> **Text shown**
------------------------------------------------------------

Dead Cells is another game in a long release line of Rogue-likes, Rogue-lites and Souls-like games. Developed by Motion Twin as their first Steam release, this company has made a plethora of web-based games for years. While the Steam platform is amazing for newcomers and veterans alike, plenty of Early Access games get flak for being incomplete or taking advantage of their customers. Will Dead Cells be able to rise above the expectations of the masses?
Like many Early Access games on Steam, Dead Cells lacks a proper story, you merely get a slight nod to Dark Souls as you awaken in a prison like area. A weird green slime ball falls from the ceiling and seemingly possess a body on the ground, from there we speak with an NPC who speaks cryptically to us. That is the jist of all the story on offer right now.
A single playthrough of Dead Cells can last varying amounts of time, as it is designed to be Rogue-Lite and death is just another means to increase your strength. Roughly between 16-20 hours in length from start to finish. There is some replayability as there are several weapons, skills and side-rooms to complete, along with maxing out all upgrades.

------------------------------------------------------------

> **Dataset extract**
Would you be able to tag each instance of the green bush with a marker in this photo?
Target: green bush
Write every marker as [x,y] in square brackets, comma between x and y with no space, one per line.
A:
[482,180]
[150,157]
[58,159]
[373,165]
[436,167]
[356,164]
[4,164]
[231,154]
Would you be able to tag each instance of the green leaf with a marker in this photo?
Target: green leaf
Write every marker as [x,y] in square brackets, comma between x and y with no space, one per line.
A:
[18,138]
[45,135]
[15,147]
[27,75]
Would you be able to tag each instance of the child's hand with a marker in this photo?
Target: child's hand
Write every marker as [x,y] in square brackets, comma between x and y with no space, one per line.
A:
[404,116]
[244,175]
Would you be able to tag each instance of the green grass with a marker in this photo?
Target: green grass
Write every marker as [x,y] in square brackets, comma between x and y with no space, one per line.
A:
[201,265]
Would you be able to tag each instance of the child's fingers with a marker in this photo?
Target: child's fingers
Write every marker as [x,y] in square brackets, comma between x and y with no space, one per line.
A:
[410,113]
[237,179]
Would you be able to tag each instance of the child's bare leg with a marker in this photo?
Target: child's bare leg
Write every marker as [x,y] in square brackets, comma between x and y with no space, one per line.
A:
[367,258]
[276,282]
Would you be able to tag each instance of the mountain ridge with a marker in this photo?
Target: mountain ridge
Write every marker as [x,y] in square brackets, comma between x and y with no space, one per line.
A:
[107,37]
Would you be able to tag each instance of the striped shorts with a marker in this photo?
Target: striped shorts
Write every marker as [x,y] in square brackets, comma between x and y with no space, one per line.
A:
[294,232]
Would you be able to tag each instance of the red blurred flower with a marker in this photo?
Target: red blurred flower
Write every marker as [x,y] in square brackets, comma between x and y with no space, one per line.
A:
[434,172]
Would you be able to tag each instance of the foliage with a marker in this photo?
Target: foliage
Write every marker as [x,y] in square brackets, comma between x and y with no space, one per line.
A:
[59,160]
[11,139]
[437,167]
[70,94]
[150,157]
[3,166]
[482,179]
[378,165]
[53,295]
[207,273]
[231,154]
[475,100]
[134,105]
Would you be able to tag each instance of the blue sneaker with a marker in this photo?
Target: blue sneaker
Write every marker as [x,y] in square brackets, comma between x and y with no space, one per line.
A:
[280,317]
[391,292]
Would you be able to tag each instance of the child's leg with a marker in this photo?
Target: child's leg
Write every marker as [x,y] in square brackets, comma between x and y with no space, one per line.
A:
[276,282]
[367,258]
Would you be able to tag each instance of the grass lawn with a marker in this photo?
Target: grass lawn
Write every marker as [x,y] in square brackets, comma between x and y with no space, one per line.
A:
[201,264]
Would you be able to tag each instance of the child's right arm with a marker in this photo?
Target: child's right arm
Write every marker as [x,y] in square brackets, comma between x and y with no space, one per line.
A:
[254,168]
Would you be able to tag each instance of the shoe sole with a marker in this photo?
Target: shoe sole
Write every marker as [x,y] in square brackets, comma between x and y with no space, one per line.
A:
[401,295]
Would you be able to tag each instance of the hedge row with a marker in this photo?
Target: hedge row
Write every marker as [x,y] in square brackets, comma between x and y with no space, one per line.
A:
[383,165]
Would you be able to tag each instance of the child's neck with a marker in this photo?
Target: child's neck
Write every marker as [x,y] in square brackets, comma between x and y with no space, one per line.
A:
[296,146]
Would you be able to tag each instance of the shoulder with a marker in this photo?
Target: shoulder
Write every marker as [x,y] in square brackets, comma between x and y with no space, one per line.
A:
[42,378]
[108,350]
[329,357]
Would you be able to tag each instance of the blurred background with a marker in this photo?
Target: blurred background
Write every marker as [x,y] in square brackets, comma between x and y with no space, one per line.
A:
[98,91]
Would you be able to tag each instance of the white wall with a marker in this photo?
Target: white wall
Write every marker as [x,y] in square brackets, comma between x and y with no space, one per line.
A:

------------------------------------------------------------

> **Work instructions**
A. Decide whether each statement agrees with the Dead Cells review, answering yes or no and quoting the words from it that settle the matter: (i) Dead Cells is Motion Twin's first Steam release; (ii) Dead Cells comes with a full, detailed story; (iii) one playthrough runs roughly 16 to 20 hours.
B. Duplicate the part of the Dead Cells review starting at "Like many Early" and ending at "out all upgrades.".
C. Carry on the Dead Cells review with the next part, picking up after its final sentence.

> **Solved tasks**
A.
(i) Yes: "Developed by Motion Twin as their first Steam release"
(ii) No: "Dead Cells lacks a proper story"
(iii) Yes: "Roughly between 16-20 hours in length from start to finish."

B.
Like many Early Access games on Steam, Dead Cells lacks a proper story, you merely get a slight nod to Dark Souls as you awaken in a prison like area. A weird green slime ball falls from the ceiling and seemingly possess a body on the ground, from there we speak with an NPC who speaks cryptically to us. That is the jist of all the story on offer right now.
A single playthrough of Dead Cells can last varying amounts of time, as it is designed to be Rogue-Lite and death is just another means to increase your strength. Roughly between 16-20 hours in length from start to finish. There is some replayability as there are several weapons, skills and side-rooms to complete, along with maxing out all upgrades.

C.
Form a beautiful fusion of Prince of Persia, Dark souls and Rogue Legacy, Dead Cells houses a robust and fluid combat system. You have 4 slots for items, 2 for your melee and ranges weapons on X and Y, and 2 for skill items on left and right trigger. Melee and ranged weapons come in the forms of swords, daggers, bows and shields. Skill items come in the forms of grenades, bombs, traps and summons. You will also be able to unlock a healing potion on left button, for a 1 time heal, which can be upgraded for more.
You play in a 2D world, running in all directions to collect items, defeat enemies and find the exit to the next area. The world itself reminds me of how Rogue Legacy handled its world design, a basic theme or detail that is then randomly generated on death. The further you travel from spawn the harder the area becomes, with hidden areas taking a jump in difficulty but containing much better loot. The main aim is to reach the end of the game, but spending more time in early areas will allow for much easier play.
As you defeat bosses and areas you will unlock permanent runes, which mostly give you a form of new transport, unlocking new areas and loot for future runs. Besides the transportation runes, you can unlock and upgrade items that you find in the dungeons, through a shop after each area is completed. To upgrade your gear you need to spend Cells, which are gained from killing enemies. Once this are spent they are “banked” on your account and stay there even through death. The only real thing you lose on death is your current loadout and progress in the dungeon itself, in a very Rogue Legacy style.
Combat is fast, as enemies attacks deal plenty of damage to you, along with the bullet hell attacks that become more prevalent as you progress. The action is amped up even more as the game rewards speed running, with extra areas of money and loot to be rewarded if you reach them under a goal time.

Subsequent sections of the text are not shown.